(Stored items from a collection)
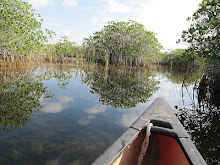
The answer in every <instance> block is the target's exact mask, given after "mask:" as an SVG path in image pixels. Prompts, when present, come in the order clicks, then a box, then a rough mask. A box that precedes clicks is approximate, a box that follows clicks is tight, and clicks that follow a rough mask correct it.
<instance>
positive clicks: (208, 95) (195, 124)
mask: <svg viewBox="0 0 220 165" xmlns="http://www.w3.org/2000/svg"><path fill="white" fill-rule="evenodd" d="M219 69H220V67H216V66H214V67H213V66H209V67H208V68H206V70H205V72H204V74H203V76H202V78H201V80H200V81H199V83H198V84H197V85H196V86H195V95H196V99H197V100H196V102H197V104H196V106H192V108H190V109H189V108H180V109H179V112H178V118H179V120H180V121H181V122H182V123H183V125H184V126H185V128H186V129H187V130H188V131H189V133H190V134H191V136H192V140H193V141H194V143H195V145H196V147H197V148H198V150H199V151H200V153H201V154H202V155H203V157H204V158H205V160H206V162H207V164H210V165H211V164H213V165H215V164H220V155H219V153H220V140H219V139H220V127H219V126H220V118H219V116H220V109H219V108H220V102H219V101H220V83H219V82H220V75H219ZM194 105H195V104H194Z"/></svg>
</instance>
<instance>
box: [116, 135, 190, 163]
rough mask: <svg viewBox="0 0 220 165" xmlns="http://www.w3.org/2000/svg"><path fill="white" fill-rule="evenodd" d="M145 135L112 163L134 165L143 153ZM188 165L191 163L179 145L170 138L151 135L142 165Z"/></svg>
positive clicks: (157, 135)
mask: <svg viewBox="0 0 220 165" xmlns="http://www.w3.org/2000/svg"><path fill="white" fill-rule="evenodd" d="M144 138H145V134H140V135H138V136H137V138H136V139H135V140H134V141H133V142H132V143H131V144H130V145H128V146H127V147H126V149H125V150H124V152H122V153H121V155H119V157H117V158H116V159H115V161H114V162H113V163H112V164H113V165H134V164H137V160H138V157H139V154H140V151H141V145H142V142H143V140H144ZM145 164H146V165H165V164H166V165H177V164H181V165H188V164H189V162H188V160H187V158H186V157H185V155H184V153H183V151H182V149H181V147H180V146H179V144H178V143H177V142H176V141H175V139H173V138H172V137H169V136H164V135H158V134H153V133H152V134H151V135H150V141H149V146H148V149H147V152H146V153H145V156H144V160H143V163H142V165H145Z"/></svg>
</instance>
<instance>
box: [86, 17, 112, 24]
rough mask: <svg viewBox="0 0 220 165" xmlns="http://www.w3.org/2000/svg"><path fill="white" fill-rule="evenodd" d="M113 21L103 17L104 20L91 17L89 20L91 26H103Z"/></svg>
mask: <svg viewBox="0 0 220 165" xmlns="http://www.w3.org/2000/svg"><path fill="white" fill-rule="evenodd" d="M113 20H114V19H113V18H111V17H104V18H97V17H93V18H91V19H90V22H91V24H93V25H104V24H106V23H108V22H109V21H113Z"/></svg>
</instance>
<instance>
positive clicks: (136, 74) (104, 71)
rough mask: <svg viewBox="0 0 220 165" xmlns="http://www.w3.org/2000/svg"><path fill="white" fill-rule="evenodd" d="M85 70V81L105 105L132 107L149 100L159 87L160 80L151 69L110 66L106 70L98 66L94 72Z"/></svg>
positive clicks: (84, 81) (108, 105)
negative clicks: (132, 68)
mask: <svg viewBox="0 0 220 165" xmlns="http://www.w3.org/2000/svg"><path fill="white" fill-rule="evenodd" d="M84 71H85V72H86V76H85V77H84V78H83V81H84V82H86V83H87V85H88V86H89V87H90V88H91V93H96V94H98V97H99V101H101V102H102V104H103V105H108V106H109V105H110V106H114V107H120V108H123V109H126V108H132V107H135V106H137V104H139V103H145V102H146V101H148V100H149V97H150V96H151V95H152V94H153V93H155V92H156V91H157V89H158V86H157V85H158V84H159V81H156V80H155V78H154V77H155V74H153V73H152V72H150V71H149V70H140V69H132V68H127V69H126V68H120V69H118V68H116V69H115V68H110V69H108V70H107V71H104V70H103V69H102V68H96V69H95V70H93V71H92V72H91V71H90V70H84Z"/></svg>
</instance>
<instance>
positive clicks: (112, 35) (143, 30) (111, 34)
mask: <svg viewBox="0 0 220 165" xmlns="http://www.w3.org/2000/svg"><path fill="white" fill-rule="evenodd" d="M0 2H1V6H0V61H4V62H14V61H15V60H16V59H20V60H23V59H29V60H36V59H43V60H46V61H49V62H61V63H62V62H63V60H64V59H66V58H69V57H76V58H77V59H79V57H80V58H85V59H87V60H88V61H89V62H96V63H100V64H103V65H106V66H108V65H109V64H115V65H129V66H136V65H140V66H144V65H146V64H149V63H158V64H159V63H161V64H166V65H167V64H168V65H181V66H182V65H188V64H189V63H191V64H195V63H196V62H197V61H201V60H202V61H204V60H205V61H209V60H214V61H219V60H220V46H219V45H220V32H219V31H220V30H219V29H220V24H219V21H220V20H219V19H220V5H219V3H218V0H203V1H202V2H201V3H200V5H199V8H198V10H197V11H196V12H195V13H194V14H193V15H192V17H189V18H188V21H190V23H191V24H190V28H189V29H188V30H185V31H183V32H182V36H181V39H179V41H178V42H184V43H186V44H187V45H188V48H187V49H176V50H172V51H170V52H165V53H164V52H161V50H162V48H163V47H162V45H161V44H160V43H159V41H158V39H157V38H156V34H155V33H153V32H151V31H147V30H146V29H145V28H144V25H143V24H141V23H138V22H135V21H132V20H130V21H127V22H122V21H120V22H114V21H112V22H109V23H108V24H107V25H105V26H104V27H103V28H102V29H101V30H100V31H97V32H94V33H93V34H92V35H91V36H89V37H88V38H85V39H84V41H83V44H82V46H78V45H77V44H76V43H74V42H71V41H69V40H68V38H67V37H66V36H63V37H61V39H60V40H59V41H58V42H57V43H56V44H48V40H49V38H52V37H53V36H54V35H55V33H54V32H53V31H51V30H49V29H42V22H43V19H42V18H41V16H40V15H39V14H37V13H35V10H34V9H33V8H32V6H31V5H30V4H29V3H28V2H24V1H21V0H0Z"/></svg>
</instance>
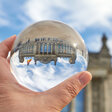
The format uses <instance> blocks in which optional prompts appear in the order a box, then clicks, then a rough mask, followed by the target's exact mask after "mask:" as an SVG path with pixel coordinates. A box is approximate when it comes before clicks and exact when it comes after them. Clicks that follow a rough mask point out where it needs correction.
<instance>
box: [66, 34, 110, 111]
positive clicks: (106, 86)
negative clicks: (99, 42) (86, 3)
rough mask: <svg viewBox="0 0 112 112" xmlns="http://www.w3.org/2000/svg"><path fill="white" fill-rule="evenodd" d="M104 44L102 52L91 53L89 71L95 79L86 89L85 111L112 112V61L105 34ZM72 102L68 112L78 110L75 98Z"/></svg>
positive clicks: (86, 86) (84, 90)
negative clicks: (107, 44)
mask: <svg viewBox="0 0 112 112" xmlns="http://www.w3.org/2000/svg"><path fill="white" fill-rule="evenodd" d="M102 44H103V45H102V48H101V50H100V52H98V53H91V52H90V53H89V65H88V71H89V72H91V73H92V75H93V79H92V81H91V82H90V83H89V84H88V85H87V86H86V88H85V90H84V103H83V104H84V111H83V112H112V63H111V56H110V54H109V49H108V47H107V37H106V35H105V34H104V35H103V37H102ZM76 103H77V102H76ZM71 104H72V106H71V109H70V110H69V111H68V112H77V111H76V109H75V103H74V100H73V101H72V102H71Z"/></svg>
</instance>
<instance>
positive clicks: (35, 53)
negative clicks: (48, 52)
mask: <svg viewBox="0 0 112 112" xmlns="http://www.w3.org/2000/svg"><path fill="white" fill-rule="evenodd" d="M36 51H37V46H36V43H34V48H33V53H34V54H36Z"/></svg>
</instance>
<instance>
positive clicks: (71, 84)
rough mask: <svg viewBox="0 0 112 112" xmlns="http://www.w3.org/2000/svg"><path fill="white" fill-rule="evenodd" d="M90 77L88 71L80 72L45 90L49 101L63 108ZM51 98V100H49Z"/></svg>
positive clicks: (88, 72)
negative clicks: (79, 72)
mask: <svg viewBox="0 0 112 112" xmlns="http://www.w3.org/2000/svg"><path fill="white" fill-rule="evenodd" d="M91 79H92V76H91V74H90V73H89V72H81V73H79V74H77V75H75V76H72V77H71V78H69V79H67V80H65V81H64V82H62V83H61V84H59V85H58V86H56V87H54V88H52V89H50V90H48V91H47V94H48V95H49V102H52V105H55V106H56V107H57V108H58V109H63V108H64V107H65V106H66V105H67V104H69V103H70V102H71V101H72V99H73V98H74V97H75V96H76V95H77V94H78V93H79V92H80V91H81V89H82V88H84V87H85V86H86V85H87V83H88V82H89V81H90V80H91ZM50 100H51V101H50Z"/></svg>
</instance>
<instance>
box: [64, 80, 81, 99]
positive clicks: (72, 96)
mask: <svg viewBox="0 0 112 112" xmlns="http://www.w3.org/2000/svg"><path fill="white" fill-rule="evenodd" d="M66 90H67V93H68V95H70V96H71V97H72V98H73V97H75V96H76V95H77V94H78V93H79V82H76V81H69V83H68V84H67V85H66Z"/></svg>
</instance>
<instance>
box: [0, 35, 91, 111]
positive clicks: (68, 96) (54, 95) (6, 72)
mask: <svg viewBox="0 0 112 112" xmlns="http://www.w3.org/2000/svg"><path fill="white" fill-rule="evenodd" d="M15 39H16V36H15V35H14V36H12V37H10V38H8V39H6V40H4V41H3V42H1V43H0V112H60V111H61V110H62V109H63V108H64V107H65V106H66V105H67V104H69V103H70V102H71V101H72V99H73V98H74V97H75V96H76V95H77V94H78V93H79V92H80V91H81V89H83V88H84V87H85V86H86V85H87V84H88V83H89V81H90V80H91V79H92V76H91V74H90V73H89V72H87V71H84V72H80V73H78V74H76V75H73V76H72V77H70V78H69V79H67V80H65V81H64V82H62V83H61V84H59V85H57V86H55V87H54V88H52V89H50V90H47V91H45V92H33V91H31V90H29V89H27V88H25V87H23V86H21V85H20V84H18V82H17V81H16V79H15V78H14V77H13V75H12V73H11V71H10V61H9V60H10V59H9V58H7V56H8V53H9V51H10V50H11V48H12V45H13V42H14V41H15Z"/></svg>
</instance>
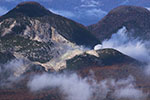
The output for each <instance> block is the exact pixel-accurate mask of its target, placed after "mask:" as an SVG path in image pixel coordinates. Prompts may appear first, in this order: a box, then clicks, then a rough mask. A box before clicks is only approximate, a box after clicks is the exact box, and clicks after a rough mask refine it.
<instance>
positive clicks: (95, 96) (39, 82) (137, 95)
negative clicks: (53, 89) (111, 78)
mask: <svg viewBox="0 0 150 100" xmlns="http://www.w3.org/2000/svg"><path fill="white" fill-rule="evenodd" d="M93 76H94V75H92V76H91V77H90V76H89V77H85V78H82V77H80V76H79V75H77V74H76V73H73V74H68V73H63V74H46V73H45V74H42V75H35V76H34V77H32V78H31V79H30V81H29V82H28V87H29V88H30V90H31V91H33V92H36V91H40V90H43V89H47V88H54V87H58V88H59V89H60V91H61V92H62V93H64V94H66V95H67V97H66V100H104V99H106V98H108V96H109V95H111V96H110V97H111V98H116V99H128V100H145V98H146V97H147V94H145V93H143V91H142V90H140V89H137V88H136V84H135V79H134V77H133V76H129V77H128V78H125V79H120V80H117V81H116V80H115V79H106V80H102V81H100V82H98V81H96V80H95V79H94V77H93Z"/></svg>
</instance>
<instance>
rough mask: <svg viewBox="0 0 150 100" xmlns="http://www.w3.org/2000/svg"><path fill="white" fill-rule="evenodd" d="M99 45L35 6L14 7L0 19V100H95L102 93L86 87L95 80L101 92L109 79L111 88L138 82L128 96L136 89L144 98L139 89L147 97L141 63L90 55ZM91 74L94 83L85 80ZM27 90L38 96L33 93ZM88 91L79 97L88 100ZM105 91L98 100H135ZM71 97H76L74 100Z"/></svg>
mask: <svg viewBox="0 0 150 100" xmlns="http://www.w3.org/2000/svg"><path fill="white" fill-rule="evenodd" d="M131 8H132V7H131ZM133 8H134V7H133ZM146 11H147V10H146ZM147 12H148V11H147ZM121 13H122V12H121ZM142 16H143V15H142ZM135 18H136V17H135ZM103 20H104V19H103ZM105 27H106V29H109V28H107V26H105ZM118 27H119V26H118ZM120 27H121V26H120ZM126 27H127V26H126ZM116 30H117V29H116ZM108 32H109V30H108ZM104 35H105V34H104ZM106 37H107V35H106ZM99 43H100V42H99V40H98V39H97V38H96V37H94V35H92V33H91V32H89V31H88V30H87V29H86V28H85V27H84V26H83V25H81V24H78V23H76V22H74V21H72V20H69V19H66V18H64V17H61V16H59V15H55V14H53V13H52V12H50V11H48V10H47V9H45V8H44V7H42V6H41V5H40V4H38V3H36V2H23V3H21V4H19V5H17V6H16V8H14V9H12V10H11V11H10V12H8V13H7V14H6V15H3V16H1V17H0V99H1V100H99V99H101V98H99V95H101V92H103V91H99V89H100V88H101V87H99V86H98V87H99V88H97V87H95V85H94V86H92V87H88V86H91V84H92V82H93V80H94V84H95V83H98V82H100V81H102V82H103V81H104V84H102V85H103V86H105V85H107V84H105V80H107V79H109V78H112V79H113V80H114V81H113V82H109V84H111V83H112V84H113V83H115V82H116V81H118V80H120V79H121V82H120V83H123V82H122V78H127V77H128V76H130V75H132V76H133V77H134V78H135V80H136V81H134V82H135V83H134V84H136V87H135V88H133V87H134V86H132V85H133V84H131V85H130V84H129V85H130V87H131V86H132V87H131V88H133V89H132V90H134V91H135V90H136V89H139V90H138V93H143V92H139V91H140V89H142V90H144V92H146V93H148V92H149V91H150V84H149V82H150V81H149V79H148V78H147V77H145V76H144V75H143V74H142V71H143V70H141V69H142V68H143V67H142V66H140V65H141V64H142V63H141V62H139V61H137V60H135V59H133V58H131V57H129V56H127V55H125V54H123V53H121V52H119V51H117V50H114V49H108V48H105V49H102V48H101V49H99V50H93V49H91V48H92V47H93V46H95V45H96V44H99ZM81 45H83V46H81ZM88 47H90V48H88ZM66 73H67V74H66ZM91 73H94V74H95V75H94V74H93V76H95V77H94V78H93V79H92V80H90V79H89V80H87V79H88V78H91V75H90V74H91ZM43 75H44V78H43ZM47 75H48V77H46V78H45V76H47ZM76 75H77V76H76ZM34 76H35V77H34ZM41 76H42V77H41ZM49 76H50V77H49ZM74 76H75V78H74ZM39 77H40V79H39ZM55 77H56V78H55ZM34 79H35V80H34ZM43 79H44V80H43ZM59 79H60V80H59ZM68 79H71V80H68ZM72 79H75V80H73V81H72ZM78 80H79V81H78ZM32 82H33V84H31V83H32ZM51 82H52V86H51V85H50V83H51ZM76 82H77V83H76ZM126 84H127V86H128V82H126V81H125V84H123V86H124V85H125V86H126ZM31 85H33V88H38V89H40V90H38V89H37V90H36V89H35V90H32V86H31ZM43 85H44V86H43ZM45 85H48V87H45ZM78 85H79V86H78ZM84 85H85V86H86V88H85V87H84ZM99 85H101V84H99ZM30 86H31V87H30ZM68 86H69V87H68ZM76 86H77V87H76ZM82 86H83V87H84V88H83V90H81V89H82ZM43 87H44V88H43ZM65 87H67V89H66V88H65ZM93 87H94V89H93ZM105 87H107V86H105ZM87 88H89V92H91V93H89V95H92V96H91V97H90V98H88V99H85V98H86V97H85V98H84V99H83V98H82V93H83V94H84V92H85V93H87V94H88V92H86V91H85V90H86V89H87ZM91 88H92V89H91ZM117 88H119V87H117ZM78 89H79V90H78ZM74 90H75V91H74ZM97 90H98V91H99V92H98V93H97ZM106 90H109V91H106V93H105V95H104V96H103V94H102V96H103V99H102V100H133V99H131V98H130V99H128V98H126V97H125V98H123V99H122V98H121V99H120V98H117V99H116V98H115V97H114V96H111V95H113V94H114V91H115V86H112V87H111V88H110V89H106ZM129 90H130V89H129ZM62 91H63V92H62ZM68 91H69V92H68ZM93 91H94V92H93ZM80 92H82V93H80ZM104 92H105V91H104ZM70 93H71V94H70ZM75 93H77V94H78V95H77V96H78V97H77V99H75V98H76V95H75V96H74V94H75ZM134 93H137V92H136V91H135V92H134ZM125 95H126V94H125ZM68 96H71V97H70V98H71V99H70V98H69V99H68V98H67V97H68ZM72 96H74V97H72ZM86 96H87V97H89V96H88V95H86ZM149 97H150V96H149ZM139 100H145V99H143V98H142V99H139Z"/></svg>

### Exercise prompt
Leaving every picture aside, reproduce exactly the lines above from the one with "positive clicks: (72, 96)" up to and including the one with "positive clicks: (95, 96) (39, 82) (137, 95)", and no others.

### Answer area
positive clicks: (72, 96)
mask: <svg viewBox="0 0 112 112" xmlns="http://www.w3.org/2000/svg"><path fill="white" fill-rule="evenodd" d="M66 90H67V93H68V95H70V96H71V97H72V98H73V97H75V96H76V95H77V94H78V93H79V82H76V81H69V83H68V84H67V85H66Z"/></svg>
</instance>
<instance>
box: [0, 35, 91, 111]
positive clicks: (68, 96) (54, 95) (6, 72)
mask: <svg viewBox="0 0 112 112" xmlns="http://www.w3.org/2000/svg"><path fill="white" fill-rule="evenodd" d="M15 39H16V36H15V35H14V36H12V37H10V38H8V39H6V40H4V41H3V42H1V43H0V112H60V111H61V110H62V109H63V108H64V107H65V106H66V105H67V104H69V103H70V102H71V101H72V99H73V98H74V97H75V96H76V95H77V94H78V93H79V92H80V91H81V89H83V88H84V87H85V86H86V85H87V84H88V83H89V81H90V80H91V79H92V76H91V74H90V73H89V72H87V71H84V72H80V73H78V74H76V75H73V76H72V77H70V78H69V79H67V80H65V81H64V82H62V83H61V84H59V85H57V86H55V87H54V88H52V89H50V90H47V91H45V92H33V91H31V90H29V89H27V88H25V87H23V86H21V85H20V84H18V82H17V81H16V79H15V78H14V77H13V75H12V73H11V71H10V61H9V60H10V59H9V58H7V56H8V53H9V51H10V50H11V48H12V45H13V42H14V41H15Z"/></svg>
</instance>
The output for each <instance> block is the exact pixel-accurate mask of its target, placed after "mask:" as an SVG path in image pixel coordinates. Prompts may appear first, in this order: a box, then clicks, then a rough mask. A box before clicks is only approximate, a box after clicks is the exact box, and clicks after a rough mask refine it.
<instance>
positive clicks: (95, 96) (39, 82) (137, 95)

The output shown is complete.